/---

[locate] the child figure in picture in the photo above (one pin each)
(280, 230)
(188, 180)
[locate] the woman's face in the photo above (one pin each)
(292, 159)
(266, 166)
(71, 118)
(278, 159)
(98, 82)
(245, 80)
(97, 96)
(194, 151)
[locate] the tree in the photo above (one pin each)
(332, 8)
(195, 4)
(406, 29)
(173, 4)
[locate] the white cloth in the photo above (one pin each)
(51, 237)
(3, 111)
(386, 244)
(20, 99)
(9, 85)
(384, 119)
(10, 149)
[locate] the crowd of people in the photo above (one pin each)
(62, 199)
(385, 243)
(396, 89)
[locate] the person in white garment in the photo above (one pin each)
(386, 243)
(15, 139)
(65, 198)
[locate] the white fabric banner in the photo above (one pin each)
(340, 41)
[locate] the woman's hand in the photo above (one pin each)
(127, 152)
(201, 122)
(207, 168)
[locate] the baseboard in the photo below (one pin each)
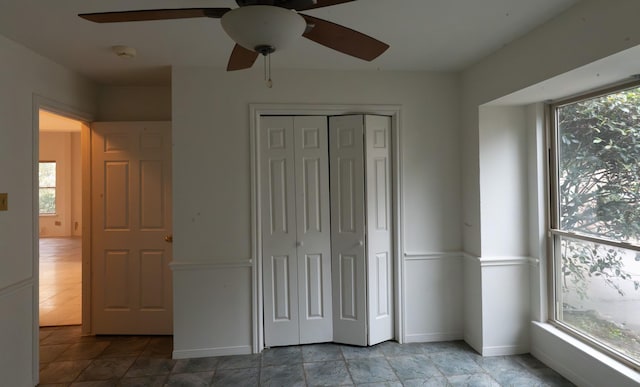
(559, 367)
(211, 352)
(505, 350)
(432, 337)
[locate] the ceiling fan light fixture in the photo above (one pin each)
(259, 26)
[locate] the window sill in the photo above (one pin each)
(578, 361)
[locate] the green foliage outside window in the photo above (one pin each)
(47, 182)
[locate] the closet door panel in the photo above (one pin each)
(348, 229)
(313, 229)
(379, 238)
(279, 255)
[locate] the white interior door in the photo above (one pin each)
(295, 230)
(279, 256)
(131, 216)
(348, 229)
(379, 238)
(313, 229)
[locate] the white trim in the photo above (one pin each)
(209, 352)
(209, 265)
(41, 102)
(589, 354)
(433, 337)
(428, 256)
(503, 261)
(505, 350)
(255, 111)
(16, 287)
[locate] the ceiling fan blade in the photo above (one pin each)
(241, 58)
(298, 6)
(343, 39)
(154, 14)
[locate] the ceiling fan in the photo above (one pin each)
(264, 26)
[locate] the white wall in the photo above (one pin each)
(76, 184)
(212, 186)
(58, 147)
(567, 44)
(503, 181)
(24, 75)
(134, 103)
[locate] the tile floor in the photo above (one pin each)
(69, 360)
(60, 281)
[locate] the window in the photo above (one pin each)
(47, 183)
(595, 220)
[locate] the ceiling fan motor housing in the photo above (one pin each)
(290, 4)
(263, 25)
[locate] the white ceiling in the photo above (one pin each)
(434, 35)
(51, 122)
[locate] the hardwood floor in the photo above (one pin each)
(60, 281)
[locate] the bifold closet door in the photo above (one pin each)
(362, 263)
(346, 136)
(295, 230)
(379, 250)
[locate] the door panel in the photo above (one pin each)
(131, 215)
(280, 266)
(348, 229)
(379, 246)
(296, 225)
(313, 229)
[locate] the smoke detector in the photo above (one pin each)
(124, 51)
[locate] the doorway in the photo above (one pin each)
(60, 219)
(260, 285)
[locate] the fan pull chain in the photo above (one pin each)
(267, 70)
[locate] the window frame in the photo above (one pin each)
(554, 233)
(55, 188)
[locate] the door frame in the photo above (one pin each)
(258, 110)
(41, 102)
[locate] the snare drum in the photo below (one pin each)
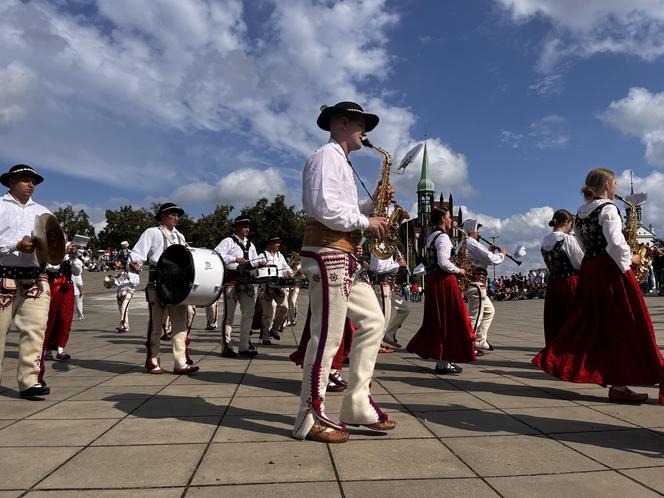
(263, 274)
(283, 283)
(189, 275)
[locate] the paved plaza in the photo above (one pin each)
(502, 428)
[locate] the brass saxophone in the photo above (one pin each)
(386, 248)
(642, 250)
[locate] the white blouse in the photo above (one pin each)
(609, 219)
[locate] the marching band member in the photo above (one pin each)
(238, 253)
(480, 307)
(24, 290)
(562, 256)
(149, 248)
(390, 296)
(338, 287)
(61, 308)
(609, 338)
(126, 282)
(294, 292)
(446, 334)
(273, 305)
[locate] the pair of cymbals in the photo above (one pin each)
(49, 240)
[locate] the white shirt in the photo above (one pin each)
(277, 259)
(380, 266)
(481, 256)
(609, 219)
(228, 249)
(443, 251)
(17, 221)
(77, 280)
(329, 193)
(570, 246)
(151, 245)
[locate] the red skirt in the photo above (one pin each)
(446, 333)
(297, 356)
(558, 305)
(609, 337)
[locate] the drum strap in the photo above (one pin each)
(244, 247)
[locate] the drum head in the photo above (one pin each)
(175, 274)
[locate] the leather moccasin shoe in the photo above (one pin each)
(626, 396)
(324, 434)
(35, 391)
(186, 370)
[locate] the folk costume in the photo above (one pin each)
(238, 288)
(24, 291)
(390, 296)
(61, 308)
(446, 334)
(273, 299)
(480, 307)
(126, 282)
(562, 256)
(149, 248)
(338, 288)
(609, 338)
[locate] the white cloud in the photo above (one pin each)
(583, 28)
(152, 95)
(17, 85)
(640, 114)
(546, 133)
(240, 188)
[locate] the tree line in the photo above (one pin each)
(127, 223)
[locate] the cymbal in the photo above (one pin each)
(49, 240)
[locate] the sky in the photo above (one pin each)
(206, 102)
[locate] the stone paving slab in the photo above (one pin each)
(501, 428)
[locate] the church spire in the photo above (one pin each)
(426, 183)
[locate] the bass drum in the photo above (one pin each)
(189, 275)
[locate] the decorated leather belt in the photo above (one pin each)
(318, 235)
(478, 276)
(386, 278)
(20, 272)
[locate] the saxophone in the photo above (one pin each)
(386, 248)
(642, 250)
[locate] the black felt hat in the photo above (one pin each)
(21, 170)
(350, 108)
(166, 207)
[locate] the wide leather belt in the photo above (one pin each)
(318, 235)
(20, 272)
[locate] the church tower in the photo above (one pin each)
(425, 191)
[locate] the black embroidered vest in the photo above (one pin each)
(590, 232)
(557, 262)
(431, 260)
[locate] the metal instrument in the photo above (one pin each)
(491, 244)
(642, 250)
(384, 249)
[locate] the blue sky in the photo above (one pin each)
(204, 102)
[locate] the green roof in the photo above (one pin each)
(426, 183)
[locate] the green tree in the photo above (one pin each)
(127, 224)
(209, 229)
(276, 218)
(76, 223)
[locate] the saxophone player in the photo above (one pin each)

\---

**Task objective**
Rewrite all the lines above with "one pin each" switched to "one point each", changing nothing else, and leave the pictures out.

**Solution for this exercise**
[locate] the child figure in picture in the photo above (one point each)
(280, 230)
(188, 180)
[locate] the woman's face in the photo above (one point each)
(292, 159)
(266, 166)
(71, 118)
(278, 159)
(98, 82)
(245, 80)
(97, 96)
(194, 151)
[locate] the tree in the photo above (one point each)
(332, 8)
(195, 4)
(406, 29)
(173, 4)
[locate] the white cloth in the photo above (one point each)
(51, 237)
(3, 111)
(386, 244)
(20, 99)
(9, 85)
(384, 119)
(10, 149)
[locate] the crowd of people in the photo above (one point each)
(62, 199)
(385, 243)
(396, 89)
[locate] the person in white garment in the photo above (one point each)
(386, 243)
(15, 139)
(65, 198)
[locate] the white fabric banner in the photo above (one point each)
(340, 41)
[locate] the woman's hand in the photo above (one point each)
(127, 152)
(201, 122)
(207, 168)
[locate] the baseboard in the photo below (one point each)
(559, 367)
(211, 352)
(505, 350)
(432, 337)
[locate] the ceiling fan light fixture in the photo above (one point each)
(259, 26)
[locate] the window sill in the photo above (one point each)
(578, 361)
[locate] the green foliage outside window in the photo above (one point each)
(47, 182)
[locate] the closet door panel in the photo above (one point each)
(348, 229)
(313, 229)
(379, 238)
(279, 255)
[locate] the white interior door in the photo above (one point each)
(295, 230)
(279, 256)
(131, 216)
(348, 229)
(379, 238)
(313, 229)
[locate] the white trim in the photo above (one point each)
(209, 352)
(209, 265)
(41, 102)
(589, 354)
(433, 337)
(428, 256)
(503, 261)
(505, 350)
(255, 111)
(16, 287)
[locate] the ceiling fan blade in the photo above (one point each)
(241, 58)
(298, 6)
(343, 39)
(154, 14)
[locate] the ceiling fan in the photo above (one point each)
(264, 26)
[locate] the white wall in the photo above (one point each)
(76, 184)
(212, 186)
(58, 147)
(567, 44)
(503, 181)
(24, 75)
(134, 103)
[locate] the tile floor in the photo above (one point each)
(69, 360)
(60, 281)
[locate] the window in the photo above (one point each)
(47, 183)
(595, 220)
[locate] the ceiling fan motor housing in the photo above (one point each)
(290, 4)
(263, 25)
[locate] the white ceiling in the photo above (one point each)
(434, 35)
(51, 122)
[locate] the hardwood floor in the photo above (one point each)
(60, 281)
[locate] the bifold closet door in the photo above (one point each)
(362, 263)
(346, 136)
(295, 230)
(379, 250)
[locate] the door panel in the photo above (one point each)
(131, 215)
(280, 266)
(348, 229)
(379, 246)
(296, 225)
(313, 229)
[locate] the smoke detector in the photo above (one point each)
(124, 51)
[locate] the doorway in the photo above (one point each)
(60, 219)
(260, 285)
[locate] the fan pull chain in the photo above (one point each)
(267, 70)
[locate] the window frame in the photo above (one point each)
(554, 233)
(55, 188)
[locate] the door frame in the photo above (one point each)
(258, 110)
(41, 102)
[locate] the snare drum in the photo below (one point each)
(263, 274)
(283, 283)
(189, 275)
[locate] the paved plaza in the photo above (one point each)
(502, 428)
[locate] the brass saxophone in the photo above (one point each)
(386, 248)
(642, 250)
[locate] the white blouse in the photo above (one point each)
(609, 219)
[locate] the marching band member in the photo above (one point each)
(238, 253)
(480, 307)
(24, 290)
(562, 256)
(149, 248)
(390, 296)
(338, 287)
(61, 308)
(609, 338)
(126, 282)
(294, 292)
(446, 334)
(273, 305)
[locate] the pair of cymbals in the photo above (one point each)
(49, 240)
[locate] the white shirt in the photo above (one point each)
(277, 259)
(380, 266)
(481, 256)
(609, 219)
(228, 249)
(443, 251)
(17, 221)
(77, 280)
(329, 193)
(570, 246)
(151, 245)
[locate] the red skirt in the photo above (one point each)
(446, 333)
(297, 356)
(558, 305)
(609, 337)
[locate] the drum strap in the photo above (one point each)
(244, 247)
[locate] the drum head in the photo above (one point each)
(175, 274)
[locate] the leather moccasin shoe in the photo above (one point each)
(626, 396)
(324, 434)
(35, 391)
(186, 370)
[locate] the folk costume in the photo above (one point each)
(238, 288)
(24, 291)
(390, 296)
(61, 308)
(446, 334)
(273, 299)
(480, 307)
(126, 282)
(562, 256)
(149, 248)
(338, 288)
(609, 338)
[locate] the white cloud in the photo above (one point each)
(583, 28)
(152, 95)
(17, 85)
(640, 114)
(546, 133)
(240, 188)
[locate] the tree line in the photo above (one point each)
(127, 223)
[locate] the cymbal in the photo above (one point each)
(49, 240)
[locate] the sky in the photo above (one point each)
(206, 102)
[locate] the stone paving slab in the photo above (one point each)
(501, 428)
[locate] the church spire in the photo above (one point each)
(426, 183)
[locate] the bass drum in the photo above (one point each)
(189, 275)
[locate] the decorated leather belt in the photo above (one point each)
(318, 235)
(478, 276)
(386, 278)
(20, 272)
[locate] the saxophone in the photo above (one point each)
(386, 248)
(642, 250)
[locate] the black felt hat in the photo above (one point each)
(21, 170)
(350, 108)
(166, 207)
[locate] the wide leather belt in the photo above (one point each)
(318, 235)
(20, 272)
[locate] the church tower in the photo above (one point each)
(425, 191)
[locate] the black embroidered vest in the photo above (one point each)
(590, 232)
(557, 262)
(431, 260)
[locate] the metal instrument in the photo above (one point each)
(491, 244)
(642, 250)
(384, 249)
[locate] the blue sky in the photo above (one point each)
(204, 102)
[locate] the green roof in the photo above (one point each)
(426, 183)
[locate] the green tree in the photo above (one point each)
(127, 224)
(209, 229)
(276, 218)
(76, 223)
[locate] the saxophone player in the photo above (one point each)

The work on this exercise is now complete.